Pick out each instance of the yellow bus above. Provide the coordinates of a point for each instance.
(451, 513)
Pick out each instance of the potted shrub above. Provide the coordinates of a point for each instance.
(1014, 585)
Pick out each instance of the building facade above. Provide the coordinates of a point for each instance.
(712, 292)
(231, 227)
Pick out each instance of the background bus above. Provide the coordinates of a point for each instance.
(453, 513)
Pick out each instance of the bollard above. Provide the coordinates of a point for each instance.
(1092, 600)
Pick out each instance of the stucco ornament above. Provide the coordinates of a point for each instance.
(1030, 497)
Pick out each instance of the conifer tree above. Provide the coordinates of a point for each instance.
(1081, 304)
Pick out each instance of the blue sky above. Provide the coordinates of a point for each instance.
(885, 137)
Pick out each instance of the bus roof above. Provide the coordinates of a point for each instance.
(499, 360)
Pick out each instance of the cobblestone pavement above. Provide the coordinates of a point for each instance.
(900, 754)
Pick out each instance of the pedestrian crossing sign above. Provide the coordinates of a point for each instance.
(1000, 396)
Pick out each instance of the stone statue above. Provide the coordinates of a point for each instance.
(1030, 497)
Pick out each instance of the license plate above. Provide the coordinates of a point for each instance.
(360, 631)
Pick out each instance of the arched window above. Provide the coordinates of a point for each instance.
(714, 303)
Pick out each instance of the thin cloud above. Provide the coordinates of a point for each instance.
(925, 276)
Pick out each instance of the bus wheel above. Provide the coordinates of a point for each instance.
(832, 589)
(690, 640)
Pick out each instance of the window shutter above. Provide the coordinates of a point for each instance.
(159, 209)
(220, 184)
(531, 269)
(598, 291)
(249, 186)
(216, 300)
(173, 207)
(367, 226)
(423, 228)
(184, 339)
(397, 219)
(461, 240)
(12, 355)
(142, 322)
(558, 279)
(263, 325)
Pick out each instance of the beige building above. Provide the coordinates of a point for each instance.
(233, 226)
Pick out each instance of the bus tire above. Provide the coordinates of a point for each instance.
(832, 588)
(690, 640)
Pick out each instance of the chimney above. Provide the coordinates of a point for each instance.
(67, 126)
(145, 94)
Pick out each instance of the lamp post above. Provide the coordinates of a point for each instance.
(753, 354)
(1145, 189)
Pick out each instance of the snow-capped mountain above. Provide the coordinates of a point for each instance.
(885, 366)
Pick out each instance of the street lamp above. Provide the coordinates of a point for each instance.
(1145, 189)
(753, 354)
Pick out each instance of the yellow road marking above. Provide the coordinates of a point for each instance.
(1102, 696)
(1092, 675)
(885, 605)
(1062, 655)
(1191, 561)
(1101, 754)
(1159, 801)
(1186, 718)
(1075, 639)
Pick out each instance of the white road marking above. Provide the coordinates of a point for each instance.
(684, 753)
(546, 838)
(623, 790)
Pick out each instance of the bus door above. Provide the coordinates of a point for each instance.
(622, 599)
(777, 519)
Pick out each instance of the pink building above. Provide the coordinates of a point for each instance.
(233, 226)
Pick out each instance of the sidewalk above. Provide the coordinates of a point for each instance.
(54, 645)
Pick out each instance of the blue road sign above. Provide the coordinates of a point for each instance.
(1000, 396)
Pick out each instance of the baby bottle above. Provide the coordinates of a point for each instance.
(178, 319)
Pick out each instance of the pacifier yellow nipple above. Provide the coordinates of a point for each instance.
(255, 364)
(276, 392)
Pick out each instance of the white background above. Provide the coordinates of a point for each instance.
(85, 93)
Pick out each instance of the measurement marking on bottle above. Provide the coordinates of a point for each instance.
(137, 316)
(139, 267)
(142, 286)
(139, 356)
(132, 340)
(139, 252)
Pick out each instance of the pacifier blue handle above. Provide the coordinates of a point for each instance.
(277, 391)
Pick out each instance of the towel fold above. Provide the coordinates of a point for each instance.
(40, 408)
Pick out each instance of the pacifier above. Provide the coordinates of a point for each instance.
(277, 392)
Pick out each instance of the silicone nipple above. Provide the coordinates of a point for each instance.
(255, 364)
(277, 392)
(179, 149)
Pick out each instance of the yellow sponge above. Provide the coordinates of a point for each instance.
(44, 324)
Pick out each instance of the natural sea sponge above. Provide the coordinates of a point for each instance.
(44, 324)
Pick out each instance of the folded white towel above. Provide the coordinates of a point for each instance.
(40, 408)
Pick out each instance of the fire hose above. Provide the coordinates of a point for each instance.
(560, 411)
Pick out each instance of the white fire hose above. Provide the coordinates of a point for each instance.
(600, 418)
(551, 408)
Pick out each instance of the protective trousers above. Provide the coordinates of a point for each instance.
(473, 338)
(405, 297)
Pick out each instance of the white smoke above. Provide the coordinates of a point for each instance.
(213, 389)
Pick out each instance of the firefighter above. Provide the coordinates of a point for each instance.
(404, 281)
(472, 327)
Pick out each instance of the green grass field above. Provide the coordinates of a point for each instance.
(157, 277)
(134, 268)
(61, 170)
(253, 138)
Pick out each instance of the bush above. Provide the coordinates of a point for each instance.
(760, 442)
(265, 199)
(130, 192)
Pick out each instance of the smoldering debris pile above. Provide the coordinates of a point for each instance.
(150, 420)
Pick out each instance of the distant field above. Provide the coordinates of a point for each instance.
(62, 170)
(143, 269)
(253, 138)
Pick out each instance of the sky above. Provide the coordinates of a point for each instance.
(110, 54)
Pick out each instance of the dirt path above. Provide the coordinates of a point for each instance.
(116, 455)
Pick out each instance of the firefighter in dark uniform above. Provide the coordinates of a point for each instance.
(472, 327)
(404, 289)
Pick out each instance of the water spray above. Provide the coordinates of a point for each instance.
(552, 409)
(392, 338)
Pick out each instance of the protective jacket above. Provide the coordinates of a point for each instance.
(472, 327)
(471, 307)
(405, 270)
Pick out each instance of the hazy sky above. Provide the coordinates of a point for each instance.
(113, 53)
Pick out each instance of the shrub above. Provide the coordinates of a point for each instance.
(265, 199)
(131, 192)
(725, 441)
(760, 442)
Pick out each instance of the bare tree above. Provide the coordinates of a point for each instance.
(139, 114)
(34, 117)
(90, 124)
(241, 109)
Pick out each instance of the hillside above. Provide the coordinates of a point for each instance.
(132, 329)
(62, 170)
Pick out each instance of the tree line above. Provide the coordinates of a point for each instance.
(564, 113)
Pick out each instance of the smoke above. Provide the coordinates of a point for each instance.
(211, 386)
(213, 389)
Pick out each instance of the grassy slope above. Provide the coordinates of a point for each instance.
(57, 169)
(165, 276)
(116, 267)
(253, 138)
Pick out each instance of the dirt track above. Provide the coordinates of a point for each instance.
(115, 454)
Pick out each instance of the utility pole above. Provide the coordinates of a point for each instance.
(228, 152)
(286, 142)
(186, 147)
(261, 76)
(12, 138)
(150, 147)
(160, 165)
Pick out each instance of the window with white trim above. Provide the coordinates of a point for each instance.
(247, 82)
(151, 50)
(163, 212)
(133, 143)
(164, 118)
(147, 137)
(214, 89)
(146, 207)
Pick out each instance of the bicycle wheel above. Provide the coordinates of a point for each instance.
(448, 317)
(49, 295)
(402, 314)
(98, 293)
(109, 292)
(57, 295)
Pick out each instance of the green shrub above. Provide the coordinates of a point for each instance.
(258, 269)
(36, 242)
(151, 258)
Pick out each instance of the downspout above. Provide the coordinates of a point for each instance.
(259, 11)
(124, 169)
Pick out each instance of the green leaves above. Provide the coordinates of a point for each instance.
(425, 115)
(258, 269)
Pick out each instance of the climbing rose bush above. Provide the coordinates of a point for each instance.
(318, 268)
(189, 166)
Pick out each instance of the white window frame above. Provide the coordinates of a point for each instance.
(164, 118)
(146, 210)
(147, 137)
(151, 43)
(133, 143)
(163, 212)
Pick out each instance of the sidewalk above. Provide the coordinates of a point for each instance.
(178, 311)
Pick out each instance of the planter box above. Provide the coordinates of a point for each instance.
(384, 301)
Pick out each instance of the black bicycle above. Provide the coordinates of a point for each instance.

━━━

What is expected: What needs duplicating is the run of lines from the one containing "Pick out each instance of the grassy" through the last line of the entries above, exact and complete.

Solution to this exercise:
Pick out each instance of the grassy slope above. Provide the coordinates of a point for each instance.
(57, 169)
(165, 276)
(116, 267)
(253, 138)
Pick out each instance of the dirt track above. Provide the coordinates of a point for each instance.
(115, 454)
Pick out each instance of the utility pole above. Provide the coordinates of a point for each instance.
(228, 152)
(286, 142)
(186, 147)
(261, 76)
(12, 138)
(150, 147)
(160, 165)
Pick out each instance of the window with white trim above. Provide the coordinates of a point for each instance.
(247, 82)
(151, 50)
(163, 212)
(133, 143)
(164, 118)
(147, 137)
(214, 89)
(146, 207)
Pick out each instance of the bicycle wheel above. Provide the coordinates of a point for each instance.
(448, 317)
(49, 295)
(402, 314)
(98, 293)
(109, 292)
(57, 295)
Pick out each instance of the green shrub above. Provide the coordinates of a point for each instance.
(258, 269)
(36, 242)
(151, 258)
Pick out each instance of the downspout above. Provide the coordinates of a point for each instance.
(259, 11)
(124, 169)
Pick out each instance of the green leaves above. Provide the coordinates of a point for each instance.
(425, 115)
(258, 269)
Pick out each instance of the climbing rose bush above. Provide the coordinates of a point for each instance.
(318, 268)
(189, 166)
Pick out each instance of the white window frame above. Provide the coordinates of a point for each instance.
(164, 118)
(146, 210)
(147, 137)
(151, 43)
(133, 143)
(163, 212)
Pick out each instance of the sidewalk above. Provide the coordinates of a point for each instance.
(178, 311)
Pick out each instance of the planter box above. Provide the coordinates of a point for each instance.
(384, 301)
Pick out each instance of the black bicycle above. Provide the coordinates of a point for each instance.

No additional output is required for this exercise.